介護業界においてこの制度が義務化されることは、これまで十分に手が回らなかった小規模事業場も含め、心の健康対策が強化される大きな一歩となるでしょう。
しかし、制度導入には課題も伴います。特に小規模な介護事業場では、産業医の選任義務がない場合が多く、専門的な知見を持つ人材の確保やプライバシー保護、人的・経済的リソースの制限などが挙げられます。これらの課題に対し、国はマニュアル整備や地域産業保健センターの体制強化などで支援していく方針です。
ストレスチェックは、あくまでメンタルヘルス対策の一環であり、これだけで全ての課題が解決するわけではありません。奈良県の事例のように、ストレスチェックの結果からハラスメントが発覚した際に、組織が適切に調査し、毅然とした対応を取ることが極めて重要です。カスタマーハラスメントやパワーハラスメントといった具体的な問題に対しては、組織的な対策が不可欠です。例えば、ハラスメントに対する明確な方針の策定、相談窓口の設置、研修の実施、そしてハラスメントを受けた職員への手厚いサポート体制の構築などが求められます。
介護業界で働く人々が安心して働き続けられる環境を整備することは、質の高い介護サービスを持続的に提供するために不可欠です。ストレスチェックの義務化を契機に、全ての介護事業場が心の健康と働きやすい職場環境づくりに一層取り組むことが期待されます。
++++++
指示内容 1
行のうち「leaf」という文字列を含むものをすべて選び出し、そのまま書き写してください。大文字と小文字は区別します。

表示データ
++++++
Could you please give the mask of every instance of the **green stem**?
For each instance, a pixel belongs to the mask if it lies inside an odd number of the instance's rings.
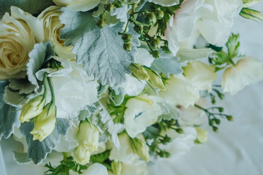
[[[51,93],[51,100],[50,101],[50,102],[54,103],[55,101],[55,93],[53,89],[53,87],[52,86],[51,78],[50,77],[48,77],[47,79],[48,82],[48,85],[49,86],[49,88],[50,89],[50,92]]]

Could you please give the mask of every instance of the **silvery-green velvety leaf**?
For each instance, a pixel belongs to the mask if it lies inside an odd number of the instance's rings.
[[[15,6],[31,14],[40,13],[46,8],[54,5],[52,0],[1,0],[0,14],[11,12],[10,7]]]
[[[19,90],[19,94],[29,94],[36,87],[36,86],[31,84],[27,78],[11,78],[9,82],[9,87],[13,90]]]
[[[110,138],[116,148],[119,149],[120,148],[120,141],[115,129],[114,123],[110,115],[100,102],[96,102],[95,104],[100,112],[95,116],[95,118],[93,119],[93,122],[103,132],[102,134]]]
[[[36,86],[35,91],[39,88],[36,73],[40,69],[43,63],[54,55],[53,46],[50,41],[35,44],[34,49],[28,54],[29,60],[27,64],[27,74],[29,81]]]
[[[3,96],[3,100],[6,103],[16,107],[22,107],[28,99],[34,97],[33,94],[29,95],[19,94],[18,92],[12,90],[8,87],[6,87]]]
[[[185,63],[197,61],[208,57],[209,54],[213,52],[210,48],[179,50],[176,54],[176,56],[180,58],[179,62]]]
[[[0,140],[2,136],[6,138],[14,132],[14,127],[20,126],[20,108],[6,103],[3,100],[5,88],[8,85],[7,80],[0,81]]]
[[[55,147],[56,143],[59,141],[60,135],[66,134],[70,127],[69,121],[67,119],[57,118],[57,121],[58,124],[56,123],[52,133],[42,142],[38,140],[33,141],[33,135],[29,133],[34,128],[33,123],[26,122],[19,128],[21,133],[26,137],[28,147],[28,159],[32,160],[35,164],[39,164],[46,158],[48,153]]]
[[[110,96],[112,98],[114,104],[116,106],[120,104],[123,101],[125,95],[124,89],[122,87],[113,87],[112,91],[110,93]]]
[[[102,85],[117,87],[126,80],[125,74],[131,74],[130,62],[134,61],[140,45],[139,35],[133,29],[129,32],[133,36],[133,45],[130,52],[123,48],[123,41],[118,34],[122,24],[118,23],[111,27],[99,28],[97,20],[88,12],[71,11],[67,8],[60,9],[59,17],[65,26],[61,30],[60,38],[65,40],[67,47],[73,46],[77,63],[83,63],[83,68],[90,76],[94,75]]]
[[[179,0],[147,0],[149,2],[159,4],[162,6],[170,7],[178,4]]]
[[[14,155],[14,160],[18,163],[26,164],[32,161],[28,159],[27,152],[18,152],[13,151]]]

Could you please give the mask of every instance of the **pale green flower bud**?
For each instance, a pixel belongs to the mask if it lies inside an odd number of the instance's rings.
[[[31,99],[24,105],[19,118],[21,123],[28,122],[31,119],[40,114],[43,111],[45,102],[44,96],[40,96]]]
[[[98,150],[99,130],[90,121],[84,120],[79,124],[79,130],[77,133],[77,141],[83,151],[90,153]]]
[[[57,108],[53,103],[45,107],[43,111],[34,121],[34,128],[30,133],[33,135],[33,140],[42,141],[49,135],[55,128]]]
[[[120,175],[122,169],[122,162],[120,161],[118,162],[112,162],[111,164],[112,172],[114,175]]]
[[[163,91],[165,91],[166,89],[166,88],[163,82],[162,79],[160,78],[161,76],[157,72],[148,69],[146,70],[146,71],[150,76],[149,81],[153,87],[160,89]]]
[[[147,81],[150,78],[144,68],[138,63],[133,63],[132,64],[132,72],[135,76],[135,78],[140,80]]]
[[[202,143],[206,142],[207,140],[207,131],[199,127],[196,127],[195,129],[197,132],[197,140]]]
[[[76,162],[83,165],[89,163],[90,153],[88,151],[84,151],[81,146],[78,146],[73,151]]]
[[[135,153],[146,162],[150,161],[150,155],[143,136],[138,134],[137,137],[132,139],[132,145]]]

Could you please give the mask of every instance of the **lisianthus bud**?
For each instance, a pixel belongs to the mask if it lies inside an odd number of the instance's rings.
[[[21,123],[29,121],[31,119],[36,117],[43,111],[46,102],[43,96],[39,96],[31,99],[22,107],[19,120]]]
[[[207,131],[199,127],[196,127],[197,132],[197,139],[200,143],[204,143],[207,140]]]
[[[84,165],[89,163],[90,153],[88,151],[84,150],[81,146],[77,147],[73,153],[75,160],[78,163]]]
[[[150,78],[144,68],[138,63],[133,63],[132,64],[132,72],[136,76],[135,78],[140,80],[147,81]]]
[[[30,133],[33,135],[33,140],[42,141],[49,135],[55,128],[57,108],[53,103],[48,103],[34,121],[34,128]]]
[[[161,76],[158,74],[155,71],[146,70],[146,71],[148,75],[150,76],[150,82],[151,85],[154,87],[160,89],[161,90],[164,91],[166,89],[164,85]]]
[[[143,136],[141,135],[138,134],[136,138],[131,139],[132,145],[133,147],[133,149],[135,153],[146,162],[149,161],[149,151],[147,149]]]
[[[112,162],[111,164],[112,172],[114,175],[120,175],[122,169],[122,162],[120,161]]]
[[[77,141],[83,151],[91,153],[98,150],[99,130],[91,122],[84,120],[79,124],[77,133]]]

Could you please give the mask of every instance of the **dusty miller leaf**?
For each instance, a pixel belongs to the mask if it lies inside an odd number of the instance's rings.
[[[59,17],[65,24],[61,30],[60,38],[65,40],[66,47],[73,46],[72,52],[75,54],[77,62],[83,63],[88,75],[94,76],[102,84],[109,83],[111,87],[118,86],[126,80],[125,74],[130,74],[130,61],[134,61],[138,52],[136,46],[140,44],[139,35],[133,30],[131,24],[129,33],[133,36],[133,45],[130,52],[123,48],[120,31],[121,24],[118,23],[111,27],[99,28],[97,20],[88,12],[71,11],[61,9]]]

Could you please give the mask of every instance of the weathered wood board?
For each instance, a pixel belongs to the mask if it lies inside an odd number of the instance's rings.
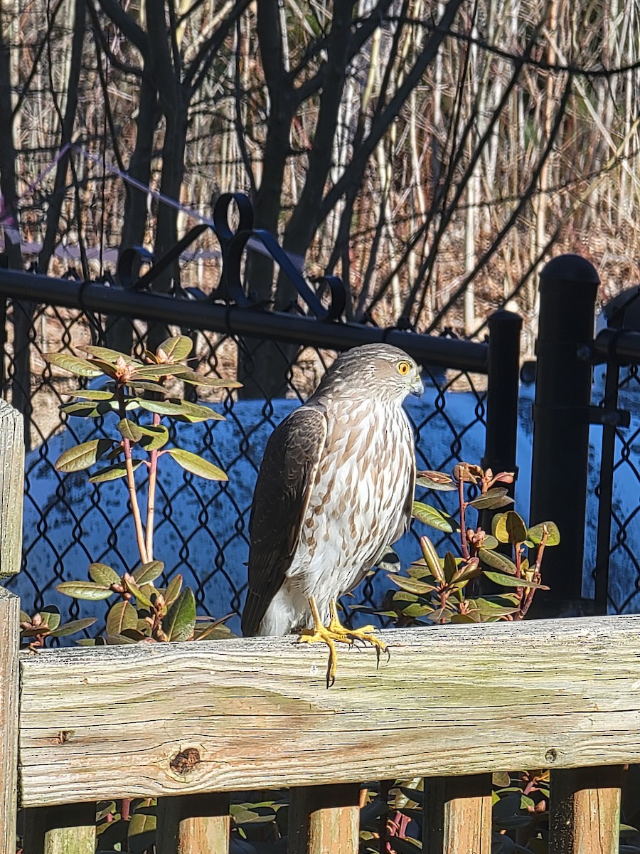
[[[22,803],[640,762],[640,617],[382,636],[24,654]]]

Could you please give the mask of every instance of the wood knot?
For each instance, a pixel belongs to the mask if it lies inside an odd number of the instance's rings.
[[[189,774],[200,762],[200,752],[195,747],[187,747],[186,750],[176,753],[169,767],[176,774]]]

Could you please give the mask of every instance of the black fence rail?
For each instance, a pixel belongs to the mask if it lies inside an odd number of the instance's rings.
++++++
指示内容 2
上にある介護業界のストレスチェック義務化に関する文章を、全文一字一句変えずに抜き出してください。

出力結果 1
Could you please give the mask of every instance of the **silvery-green velvety leaf**?
Could you please give the mask of every instance of the **dusty miller leaf**?

出力結果 2
介護業界においてこの制度が義務化されることは、これまで十分に手が回らなかった小規模事業場も含め、心の健康対策が強化される大きな一歩となるでしょう。
しかし、制度導入には課題も伴います。特に小規模な介護事業場では、産業医の選任義務がない場合が多く、専門的な知見を持つ人材の確保やプライバシー保護、人的・経済的リソースの制限などが挙げられます。これらの課題に対し、国はマニュアル整備や地域産業保健センターの体制強化などで支援していく方針です。
ストレスチェックは、あくまでメンタルヘルス対策の一環であり、これだけで全ての課題が解決するわけではありません。奈良県の事例のように、ストレスチェックの結果からハラスメントが発覚した際に、組織が適切に調査し、毅然とした対応を取ることが極めて重要です。カスタマーハラスメントやパワーハラスメントといった具体的な問題に対しては、組織的な対策が不可欠です。例えば、ハラスメントに対する明確な方針の策定、相談窓口の設置、研修の実施、そしてハラスメントを受けた職員への手厚いサポート体制の構築などが求められます。
介護業界で働く人々が安心して働き続けられる環境を整備することは、質の高い介護サービスを持続的に提供するために不可欠です。ストレスチェックの義務化を契機に、全ての介護事業場が心の健康と働きやすい職場環境づくりに一層取り組むことが期待されます。